[Supplied entries]

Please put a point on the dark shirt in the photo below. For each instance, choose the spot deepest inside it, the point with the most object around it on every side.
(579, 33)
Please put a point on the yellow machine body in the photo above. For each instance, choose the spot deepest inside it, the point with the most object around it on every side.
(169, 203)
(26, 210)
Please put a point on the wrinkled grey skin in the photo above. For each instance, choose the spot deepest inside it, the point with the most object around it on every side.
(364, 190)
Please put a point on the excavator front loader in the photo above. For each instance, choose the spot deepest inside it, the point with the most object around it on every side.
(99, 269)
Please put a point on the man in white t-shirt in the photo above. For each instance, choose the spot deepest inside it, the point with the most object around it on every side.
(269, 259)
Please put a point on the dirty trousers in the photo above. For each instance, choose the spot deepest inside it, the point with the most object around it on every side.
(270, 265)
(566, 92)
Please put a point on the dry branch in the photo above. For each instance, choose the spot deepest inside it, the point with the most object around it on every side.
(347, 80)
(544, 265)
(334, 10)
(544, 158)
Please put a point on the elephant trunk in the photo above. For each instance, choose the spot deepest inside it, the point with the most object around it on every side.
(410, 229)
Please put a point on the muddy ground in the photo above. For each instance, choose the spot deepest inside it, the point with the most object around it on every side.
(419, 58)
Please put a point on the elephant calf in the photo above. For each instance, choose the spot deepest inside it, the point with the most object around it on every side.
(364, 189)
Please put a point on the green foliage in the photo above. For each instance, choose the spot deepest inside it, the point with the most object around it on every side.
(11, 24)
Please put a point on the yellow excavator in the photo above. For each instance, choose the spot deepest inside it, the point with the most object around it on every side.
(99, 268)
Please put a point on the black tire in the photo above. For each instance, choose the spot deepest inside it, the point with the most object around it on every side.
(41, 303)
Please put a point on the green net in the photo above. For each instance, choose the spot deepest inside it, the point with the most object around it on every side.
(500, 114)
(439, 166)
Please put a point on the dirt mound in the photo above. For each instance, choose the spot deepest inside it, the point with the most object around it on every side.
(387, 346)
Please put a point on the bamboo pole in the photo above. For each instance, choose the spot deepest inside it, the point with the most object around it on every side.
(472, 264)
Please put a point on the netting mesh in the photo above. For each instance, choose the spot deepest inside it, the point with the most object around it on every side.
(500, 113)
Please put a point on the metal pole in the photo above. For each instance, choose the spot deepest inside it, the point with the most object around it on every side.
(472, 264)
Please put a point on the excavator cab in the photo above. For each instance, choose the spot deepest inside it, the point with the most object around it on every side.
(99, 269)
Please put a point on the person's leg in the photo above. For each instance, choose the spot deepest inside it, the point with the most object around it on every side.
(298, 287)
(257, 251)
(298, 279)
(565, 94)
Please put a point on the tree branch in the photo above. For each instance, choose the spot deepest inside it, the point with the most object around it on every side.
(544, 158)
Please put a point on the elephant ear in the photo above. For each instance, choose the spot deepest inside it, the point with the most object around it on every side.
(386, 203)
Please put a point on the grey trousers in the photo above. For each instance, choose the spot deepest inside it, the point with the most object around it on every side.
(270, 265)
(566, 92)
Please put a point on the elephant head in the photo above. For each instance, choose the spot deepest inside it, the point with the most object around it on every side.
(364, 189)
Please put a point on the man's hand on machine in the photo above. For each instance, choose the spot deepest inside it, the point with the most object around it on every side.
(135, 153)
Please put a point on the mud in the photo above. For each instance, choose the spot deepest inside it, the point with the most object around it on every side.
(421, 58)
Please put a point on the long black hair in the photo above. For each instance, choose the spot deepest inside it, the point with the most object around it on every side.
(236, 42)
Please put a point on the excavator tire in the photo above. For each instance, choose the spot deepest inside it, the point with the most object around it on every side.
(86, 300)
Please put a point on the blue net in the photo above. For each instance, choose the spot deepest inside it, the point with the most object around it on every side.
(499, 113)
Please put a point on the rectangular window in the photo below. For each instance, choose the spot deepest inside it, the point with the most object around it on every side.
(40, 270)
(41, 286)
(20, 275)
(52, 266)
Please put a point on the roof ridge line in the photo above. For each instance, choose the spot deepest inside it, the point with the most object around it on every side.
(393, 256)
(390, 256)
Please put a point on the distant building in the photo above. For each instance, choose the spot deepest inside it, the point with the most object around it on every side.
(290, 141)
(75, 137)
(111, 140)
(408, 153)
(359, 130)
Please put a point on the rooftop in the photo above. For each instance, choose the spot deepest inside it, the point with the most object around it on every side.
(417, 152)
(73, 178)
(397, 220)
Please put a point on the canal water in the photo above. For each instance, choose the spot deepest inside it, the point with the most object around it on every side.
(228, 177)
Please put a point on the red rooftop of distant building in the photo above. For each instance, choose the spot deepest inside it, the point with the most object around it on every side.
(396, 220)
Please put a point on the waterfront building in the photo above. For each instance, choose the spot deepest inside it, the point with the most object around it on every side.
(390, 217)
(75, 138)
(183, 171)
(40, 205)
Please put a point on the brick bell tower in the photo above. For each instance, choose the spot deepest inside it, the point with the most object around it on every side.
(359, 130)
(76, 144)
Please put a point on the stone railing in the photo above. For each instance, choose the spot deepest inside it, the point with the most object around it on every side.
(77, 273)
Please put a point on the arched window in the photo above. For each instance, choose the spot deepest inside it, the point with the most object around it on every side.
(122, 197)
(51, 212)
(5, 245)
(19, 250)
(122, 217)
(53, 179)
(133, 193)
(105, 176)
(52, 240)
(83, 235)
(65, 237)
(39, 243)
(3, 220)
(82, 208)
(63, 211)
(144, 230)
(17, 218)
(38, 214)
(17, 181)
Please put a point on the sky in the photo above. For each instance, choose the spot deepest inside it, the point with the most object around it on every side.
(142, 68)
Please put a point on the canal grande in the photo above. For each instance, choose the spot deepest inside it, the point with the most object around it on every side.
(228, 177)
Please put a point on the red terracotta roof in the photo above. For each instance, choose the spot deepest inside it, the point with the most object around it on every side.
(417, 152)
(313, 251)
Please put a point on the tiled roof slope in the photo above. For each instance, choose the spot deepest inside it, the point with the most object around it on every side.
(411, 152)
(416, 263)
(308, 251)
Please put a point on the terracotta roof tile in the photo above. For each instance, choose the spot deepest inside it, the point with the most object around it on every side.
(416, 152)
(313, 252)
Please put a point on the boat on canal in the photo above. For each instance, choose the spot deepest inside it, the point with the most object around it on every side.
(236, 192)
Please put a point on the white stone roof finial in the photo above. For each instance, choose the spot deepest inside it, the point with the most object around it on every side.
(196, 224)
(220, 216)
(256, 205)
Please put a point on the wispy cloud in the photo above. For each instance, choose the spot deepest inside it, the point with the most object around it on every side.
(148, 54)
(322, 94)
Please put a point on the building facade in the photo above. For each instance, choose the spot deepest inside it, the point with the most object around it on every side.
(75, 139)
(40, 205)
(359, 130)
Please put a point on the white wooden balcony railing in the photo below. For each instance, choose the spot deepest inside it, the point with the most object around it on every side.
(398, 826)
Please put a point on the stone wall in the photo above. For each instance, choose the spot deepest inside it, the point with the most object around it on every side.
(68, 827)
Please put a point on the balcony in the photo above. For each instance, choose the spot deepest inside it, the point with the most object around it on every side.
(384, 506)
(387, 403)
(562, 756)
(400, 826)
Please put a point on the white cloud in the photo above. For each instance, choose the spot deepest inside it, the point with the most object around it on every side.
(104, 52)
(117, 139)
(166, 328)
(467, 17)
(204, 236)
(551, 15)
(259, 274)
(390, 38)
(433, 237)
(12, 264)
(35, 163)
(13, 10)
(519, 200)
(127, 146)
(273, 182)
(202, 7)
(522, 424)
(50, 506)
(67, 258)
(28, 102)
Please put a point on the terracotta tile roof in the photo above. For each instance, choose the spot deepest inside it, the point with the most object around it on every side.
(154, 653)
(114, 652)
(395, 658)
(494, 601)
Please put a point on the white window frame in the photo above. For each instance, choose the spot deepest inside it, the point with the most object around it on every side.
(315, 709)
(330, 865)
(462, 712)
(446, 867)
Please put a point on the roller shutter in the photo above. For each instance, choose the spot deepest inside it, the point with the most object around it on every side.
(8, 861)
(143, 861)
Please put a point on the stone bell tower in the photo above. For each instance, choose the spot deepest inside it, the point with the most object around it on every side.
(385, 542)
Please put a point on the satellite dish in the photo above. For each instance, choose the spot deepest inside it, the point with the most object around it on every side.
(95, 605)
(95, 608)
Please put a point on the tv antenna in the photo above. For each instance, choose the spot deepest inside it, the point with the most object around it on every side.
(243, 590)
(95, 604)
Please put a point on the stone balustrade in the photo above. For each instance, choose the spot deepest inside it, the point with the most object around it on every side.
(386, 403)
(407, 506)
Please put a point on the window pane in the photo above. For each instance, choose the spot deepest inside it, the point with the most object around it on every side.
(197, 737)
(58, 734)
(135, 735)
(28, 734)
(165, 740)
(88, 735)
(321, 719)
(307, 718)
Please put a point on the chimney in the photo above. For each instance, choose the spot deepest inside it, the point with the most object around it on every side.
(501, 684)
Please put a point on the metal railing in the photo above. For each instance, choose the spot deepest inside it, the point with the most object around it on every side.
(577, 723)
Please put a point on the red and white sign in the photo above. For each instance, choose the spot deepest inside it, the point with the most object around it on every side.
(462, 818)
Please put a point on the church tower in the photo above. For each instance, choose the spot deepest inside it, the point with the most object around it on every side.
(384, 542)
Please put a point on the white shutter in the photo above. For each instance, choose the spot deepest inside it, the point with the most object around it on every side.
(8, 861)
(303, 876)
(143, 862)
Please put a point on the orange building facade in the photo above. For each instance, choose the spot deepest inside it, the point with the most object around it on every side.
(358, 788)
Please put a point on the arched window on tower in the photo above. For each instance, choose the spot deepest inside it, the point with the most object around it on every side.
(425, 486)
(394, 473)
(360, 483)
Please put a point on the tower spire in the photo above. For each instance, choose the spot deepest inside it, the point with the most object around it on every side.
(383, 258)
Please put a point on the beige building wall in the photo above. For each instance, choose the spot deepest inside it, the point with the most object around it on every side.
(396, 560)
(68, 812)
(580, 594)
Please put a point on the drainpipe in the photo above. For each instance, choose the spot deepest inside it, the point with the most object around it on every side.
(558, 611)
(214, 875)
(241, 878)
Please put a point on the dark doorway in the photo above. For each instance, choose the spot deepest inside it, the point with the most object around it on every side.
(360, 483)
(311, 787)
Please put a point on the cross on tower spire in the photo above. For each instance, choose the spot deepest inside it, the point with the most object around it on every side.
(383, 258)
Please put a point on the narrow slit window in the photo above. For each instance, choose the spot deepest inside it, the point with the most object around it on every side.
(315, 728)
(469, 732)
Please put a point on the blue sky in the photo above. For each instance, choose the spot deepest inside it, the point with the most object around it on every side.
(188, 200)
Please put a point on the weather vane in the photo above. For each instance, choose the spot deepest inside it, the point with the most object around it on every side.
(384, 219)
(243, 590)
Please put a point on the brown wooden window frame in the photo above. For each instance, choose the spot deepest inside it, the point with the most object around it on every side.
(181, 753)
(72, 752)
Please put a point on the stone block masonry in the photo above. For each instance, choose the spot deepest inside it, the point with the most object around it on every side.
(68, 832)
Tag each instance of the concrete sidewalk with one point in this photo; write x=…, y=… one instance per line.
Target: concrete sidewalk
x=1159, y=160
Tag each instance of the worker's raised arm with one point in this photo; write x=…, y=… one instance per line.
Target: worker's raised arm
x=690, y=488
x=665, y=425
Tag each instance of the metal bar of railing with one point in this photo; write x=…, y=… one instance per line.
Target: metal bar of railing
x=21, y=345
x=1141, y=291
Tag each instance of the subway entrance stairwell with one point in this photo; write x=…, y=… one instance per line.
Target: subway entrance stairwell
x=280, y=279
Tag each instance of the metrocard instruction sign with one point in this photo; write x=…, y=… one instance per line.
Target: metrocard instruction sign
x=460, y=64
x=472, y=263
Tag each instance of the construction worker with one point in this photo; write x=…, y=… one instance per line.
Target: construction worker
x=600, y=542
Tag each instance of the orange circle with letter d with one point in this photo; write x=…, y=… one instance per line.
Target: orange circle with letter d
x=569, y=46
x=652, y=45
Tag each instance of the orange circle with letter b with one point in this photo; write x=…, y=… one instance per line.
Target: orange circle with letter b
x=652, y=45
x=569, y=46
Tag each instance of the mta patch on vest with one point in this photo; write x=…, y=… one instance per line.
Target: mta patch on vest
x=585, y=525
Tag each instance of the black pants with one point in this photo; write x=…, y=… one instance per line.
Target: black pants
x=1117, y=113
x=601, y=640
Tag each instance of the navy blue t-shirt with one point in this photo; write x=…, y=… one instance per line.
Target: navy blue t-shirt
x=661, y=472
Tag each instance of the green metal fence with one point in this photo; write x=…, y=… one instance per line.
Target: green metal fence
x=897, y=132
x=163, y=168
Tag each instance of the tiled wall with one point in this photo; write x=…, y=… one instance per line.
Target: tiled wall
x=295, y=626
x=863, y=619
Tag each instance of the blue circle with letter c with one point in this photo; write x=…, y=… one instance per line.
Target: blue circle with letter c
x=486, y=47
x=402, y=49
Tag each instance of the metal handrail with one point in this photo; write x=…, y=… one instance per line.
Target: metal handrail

[Requirement]
Copy, exactly as written, the lines above, beginning with the one that contains "Tag each instance of the metal handrail" and ending with the last.

[Solution for this task]
Tag each instance of the metal handrail with one point in this photo; write x=…, y=… one instance per line.
Target: metal handrail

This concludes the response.